*Passage*:

<<<<

Flow control is a speed-matching service - matching the rate at which the sender is sending against the rate at which the receiving application is reading.
During the life of a TCP connection, the TCP protocol running in each host makes transitions through various TCP states.
The client TCP begins in the CLOSED state. The application on the client side initiates a new TCP connection. This causes TCP in the client to send a SYN segment to TCP in the server. After having sent the SYN segment, the client TCP enters the SYN_SENT state. While in the SYN_SENT state, the client TCP waits for a segment from the server TCP that includes an acknowledgment for the client's previous segment and has the SYN bit set to 1. Having received such a segment, the client TCP enters the ESTABLISHED state. While in the ESTABLISHED state, the TCP client can send and receive TCP segments containing payload data. Closing the connection causes the client TCP to send a TCP segment with the FIN bit set to 1 and to enter the FIN_WAIT_1 state. While in the FIN_WAIT_1 state, the client TCP waits for a TCP segment from the server with an acknowledgment. When it receives this segment, the client TCP enters the FIN_WAIT_2 state. While in the FIN_WAIT_2 state, the client waits for another segment from the server with the FIN bit set to 1; after receiving this segment, the client TCP acknowledges the server's segment and enters the TIME_WAIT state. The TIME_WAIT state lets the TCP client resend the final acknowledgment in case the ACK is lost. The time spent in the TIME_WAIT state is implementation-dependent, but typical values are 30 seconds, 1 minute, and 2 minutes. After the wait, the connection formally closes and all resources on the client side(including port numbers) are released.

>>>>

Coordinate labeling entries

<<<<

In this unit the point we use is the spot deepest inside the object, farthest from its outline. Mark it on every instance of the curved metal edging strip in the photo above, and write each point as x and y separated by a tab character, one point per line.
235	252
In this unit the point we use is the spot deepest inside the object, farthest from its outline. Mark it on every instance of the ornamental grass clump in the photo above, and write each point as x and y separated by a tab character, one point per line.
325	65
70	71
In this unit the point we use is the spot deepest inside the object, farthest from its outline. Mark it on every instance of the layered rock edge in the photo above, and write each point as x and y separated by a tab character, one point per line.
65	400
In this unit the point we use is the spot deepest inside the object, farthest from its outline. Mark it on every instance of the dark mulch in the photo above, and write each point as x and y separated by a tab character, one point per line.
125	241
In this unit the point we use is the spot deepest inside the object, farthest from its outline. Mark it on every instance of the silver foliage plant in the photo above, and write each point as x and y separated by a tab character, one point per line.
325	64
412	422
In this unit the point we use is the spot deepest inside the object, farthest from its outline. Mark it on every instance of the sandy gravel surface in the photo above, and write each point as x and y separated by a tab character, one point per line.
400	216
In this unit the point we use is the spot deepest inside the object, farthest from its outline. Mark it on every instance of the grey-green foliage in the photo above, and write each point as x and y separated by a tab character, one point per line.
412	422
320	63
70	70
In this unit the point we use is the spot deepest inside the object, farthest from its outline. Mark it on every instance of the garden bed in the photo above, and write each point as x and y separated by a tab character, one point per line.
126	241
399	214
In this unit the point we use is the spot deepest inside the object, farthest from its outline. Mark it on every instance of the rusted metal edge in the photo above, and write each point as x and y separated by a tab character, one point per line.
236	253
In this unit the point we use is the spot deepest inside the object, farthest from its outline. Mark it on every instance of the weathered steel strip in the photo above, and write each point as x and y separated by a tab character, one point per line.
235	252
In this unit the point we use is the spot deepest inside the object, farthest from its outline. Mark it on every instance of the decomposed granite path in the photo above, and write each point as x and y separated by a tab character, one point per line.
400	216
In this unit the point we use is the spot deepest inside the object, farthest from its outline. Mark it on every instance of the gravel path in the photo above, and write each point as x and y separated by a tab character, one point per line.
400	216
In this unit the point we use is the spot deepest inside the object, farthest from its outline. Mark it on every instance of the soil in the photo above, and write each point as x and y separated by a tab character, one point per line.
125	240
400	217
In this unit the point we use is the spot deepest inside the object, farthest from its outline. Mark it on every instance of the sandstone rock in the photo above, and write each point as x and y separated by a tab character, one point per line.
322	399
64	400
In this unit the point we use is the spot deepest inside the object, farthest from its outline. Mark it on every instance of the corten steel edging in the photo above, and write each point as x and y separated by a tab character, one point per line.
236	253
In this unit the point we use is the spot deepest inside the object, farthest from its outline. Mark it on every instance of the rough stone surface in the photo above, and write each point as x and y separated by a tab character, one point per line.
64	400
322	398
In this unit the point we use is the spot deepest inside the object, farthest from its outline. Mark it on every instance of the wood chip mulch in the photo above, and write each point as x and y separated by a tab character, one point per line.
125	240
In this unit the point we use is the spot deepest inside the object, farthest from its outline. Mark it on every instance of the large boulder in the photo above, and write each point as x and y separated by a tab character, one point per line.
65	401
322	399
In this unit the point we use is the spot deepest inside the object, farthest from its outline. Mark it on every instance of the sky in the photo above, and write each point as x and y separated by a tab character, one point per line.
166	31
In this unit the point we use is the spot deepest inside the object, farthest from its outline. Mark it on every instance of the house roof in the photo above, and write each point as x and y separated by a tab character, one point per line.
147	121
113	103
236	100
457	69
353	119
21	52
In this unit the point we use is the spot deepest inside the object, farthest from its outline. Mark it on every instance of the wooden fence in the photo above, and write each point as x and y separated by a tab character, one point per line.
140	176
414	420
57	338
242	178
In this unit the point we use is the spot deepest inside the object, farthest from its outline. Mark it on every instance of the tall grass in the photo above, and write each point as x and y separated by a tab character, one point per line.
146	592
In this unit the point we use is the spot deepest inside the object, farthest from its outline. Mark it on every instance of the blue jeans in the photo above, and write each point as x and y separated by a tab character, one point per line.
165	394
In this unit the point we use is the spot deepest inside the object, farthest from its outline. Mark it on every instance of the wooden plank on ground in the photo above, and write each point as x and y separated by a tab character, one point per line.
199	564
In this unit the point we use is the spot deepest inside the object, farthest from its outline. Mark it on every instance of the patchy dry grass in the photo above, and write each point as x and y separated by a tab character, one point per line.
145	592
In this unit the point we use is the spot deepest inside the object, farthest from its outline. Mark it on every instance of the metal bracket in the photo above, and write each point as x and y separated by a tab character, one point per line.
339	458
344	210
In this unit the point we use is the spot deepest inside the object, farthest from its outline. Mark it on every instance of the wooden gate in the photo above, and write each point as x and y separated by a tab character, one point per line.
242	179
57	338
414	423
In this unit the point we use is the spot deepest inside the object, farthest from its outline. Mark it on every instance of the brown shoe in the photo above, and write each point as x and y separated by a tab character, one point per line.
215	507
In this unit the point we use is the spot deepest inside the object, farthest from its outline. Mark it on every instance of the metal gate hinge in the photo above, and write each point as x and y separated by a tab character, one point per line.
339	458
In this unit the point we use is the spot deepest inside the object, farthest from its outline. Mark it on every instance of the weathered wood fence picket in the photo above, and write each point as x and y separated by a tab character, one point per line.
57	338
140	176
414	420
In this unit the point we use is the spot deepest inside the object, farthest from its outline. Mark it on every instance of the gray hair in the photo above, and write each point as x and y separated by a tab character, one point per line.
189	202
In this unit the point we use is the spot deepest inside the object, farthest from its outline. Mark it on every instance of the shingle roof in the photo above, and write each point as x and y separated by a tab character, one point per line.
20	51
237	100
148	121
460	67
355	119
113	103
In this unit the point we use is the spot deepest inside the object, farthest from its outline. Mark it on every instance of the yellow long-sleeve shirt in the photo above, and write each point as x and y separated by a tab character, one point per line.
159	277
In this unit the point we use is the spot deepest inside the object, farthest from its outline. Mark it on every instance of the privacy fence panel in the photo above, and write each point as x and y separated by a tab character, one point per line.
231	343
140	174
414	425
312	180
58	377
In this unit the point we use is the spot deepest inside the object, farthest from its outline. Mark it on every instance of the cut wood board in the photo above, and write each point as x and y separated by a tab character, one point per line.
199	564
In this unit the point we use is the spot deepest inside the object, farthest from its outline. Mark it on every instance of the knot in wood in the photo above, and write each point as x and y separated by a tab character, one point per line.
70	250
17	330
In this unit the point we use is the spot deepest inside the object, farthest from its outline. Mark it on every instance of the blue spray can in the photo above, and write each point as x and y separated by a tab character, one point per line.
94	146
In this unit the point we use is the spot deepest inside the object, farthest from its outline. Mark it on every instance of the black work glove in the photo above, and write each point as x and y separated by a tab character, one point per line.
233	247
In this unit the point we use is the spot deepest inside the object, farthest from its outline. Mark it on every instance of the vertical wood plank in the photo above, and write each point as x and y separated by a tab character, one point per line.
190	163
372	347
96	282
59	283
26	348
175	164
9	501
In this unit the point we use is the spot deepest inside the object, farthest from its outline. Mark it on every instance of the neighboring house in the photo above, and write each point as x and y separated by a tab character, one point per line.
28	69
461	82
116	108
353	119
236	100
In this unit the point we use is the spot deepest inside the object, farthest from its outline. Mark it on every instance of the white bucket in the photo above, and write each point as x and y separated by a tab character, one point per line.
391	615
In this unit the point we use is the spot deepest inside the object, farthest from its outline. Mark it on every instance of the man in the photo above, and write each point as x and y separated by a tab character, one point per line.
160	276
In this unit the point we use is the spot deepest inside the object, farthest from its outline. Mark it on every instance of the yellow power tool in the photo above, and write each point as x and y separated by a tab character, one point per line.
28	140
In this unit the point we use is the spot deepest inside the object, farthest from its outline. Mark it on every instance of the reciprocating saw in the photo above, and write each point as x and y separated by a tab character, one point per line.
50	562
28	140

>>>>

*Given request A*:
Retype the TCP passage in full, without any changes.
*Given request B*:
Echo back everything in the entries from the line containing "the blue spray" down to the end of the entries, with both ends included and nothing else.

*Right answer A*:
Flow control is a speed-matching service - matching the rate at which the sender is sending against the rate at which the receiving application is reading.
During the life of a TCP connection, the TCP protocol running in each host makes transitions through various TCP states.
The client TCP begins in the CLOSED state. The application on the client side initiates a new TCP connection. This causes TCP in the client to send a SYN segment to TCP in the server. After having sent the SYN segment, the client TCP enters the SYN_SENT state. While in the SYN_SENT state, the client TCP waits for a segment from the server TCP that includes an acknowledgment for the client's previous segment and has the SYN bit set to 1. Having received such a segment, the client TCP enters the ESTABLISHED state. While in the ESTABLISHED state, the TCP client can send and receive TCP segments containing payload data. Closing the connection causes the client TCP to send a TCP segment with the FIN bit set to 1 and to enter the FIN_WAIT_1 state. While in the FIN_WAIT_1 state, the client TCP waits for a TCP segment from the server with an acknowledgment. When it receives this segment, the client TCP enters the FIN_WAIT_2 state. While in the FIN_WAIT_2 state, the client waits for another segment from the server with the FIN bit set to 1; after receiving this segment, the client TCP acknowledges the server's segment and enters the TIME_WAIT state. The TIME_WAIT state lets the TCP client resend the final acknowledgment in case the ACK is lost. The time spent in the TIME_WAIT state is implementation-dependent, but typical values are 30 seconds, 1 minute, and 2 minutes. After the wait, the connection formally closes and all resources on the client side(including port numbers) are released.

*Right answer B*:
In this unit the point we use is the spot deepest inside the object, farthest from its outline. Mark it on every instance of the blue spray can in the photo above, and write each point as x and y separated by a tab character, one point per line.
94	146
In this unit the point we use is the spot deepest inside the object, farthest from its outline. Mark it on every instance of the black work glove in the photo above, and write each point as x and y separated by a tab character, one point per line.
233	247
In this unit the point we use is the spot deepest inside the object, farthest from its outline. Mark it on every instance of the vertical wood plank in the photo above, and write each point as x and y separated by a tab character, one point per line.
190	163
372	347
96	282
59	283
26	348
175	164
9	501
In this unit the point we use is the spot deepest inside the object, farthest from its outline. Mark it on every instance of the neighboring house in the photo above, and write each point as x and y separated by a tab character, one point per line.
28	69
461	82
116	108
353	119
236	100
In this unit the point we use is the spot deepest inside the object, farthest from its outline. Mark it on every instance of the white bucket in the photo above, and write each point as x and y separated by a tab character, one point per line.
391	615
In this unit the point we use is the spot deepest inside the object, farthest from its outline. Mark it on every instance of the man in the photo above, and write each point as x and y separated by a tab character, one point per line.
160	276
In this unit the point we use is the spot deepest inside the object, farthest from its outline. Mark it on every instance of the yellow power tool in the photo above, and write each point as x and y separated by a tab character, one point per line.
28	140
In this unit the point we use is the spot deepest inside the object, farthest from its outline. Mark it on every instance of the reciprocating saw in the photo above, and write each point as x and y separated by a tab character, one point per line.
50	562
28	140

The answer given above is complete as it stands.